## [Exercise requirements]
Reproduce each of the following entries line for line, changing no character.

Entries from a data collection
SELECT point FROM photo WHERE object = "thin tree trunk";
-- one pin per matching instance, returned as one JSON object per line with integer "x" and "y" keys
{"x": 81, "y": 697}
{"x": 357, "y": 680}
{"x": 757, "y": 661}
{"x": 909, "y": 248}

## [Result below]
SELECT point FROM photo WHERE object = "thin tree trunk";
-- one pin per matching instance, returned as one JSON object per line with integer "x" and "y" keys
{"x": 81, "y": 697}
{"x": 357, "y": 680}
{"x": 757, "y": 661}
{"x": 909, "y": 248}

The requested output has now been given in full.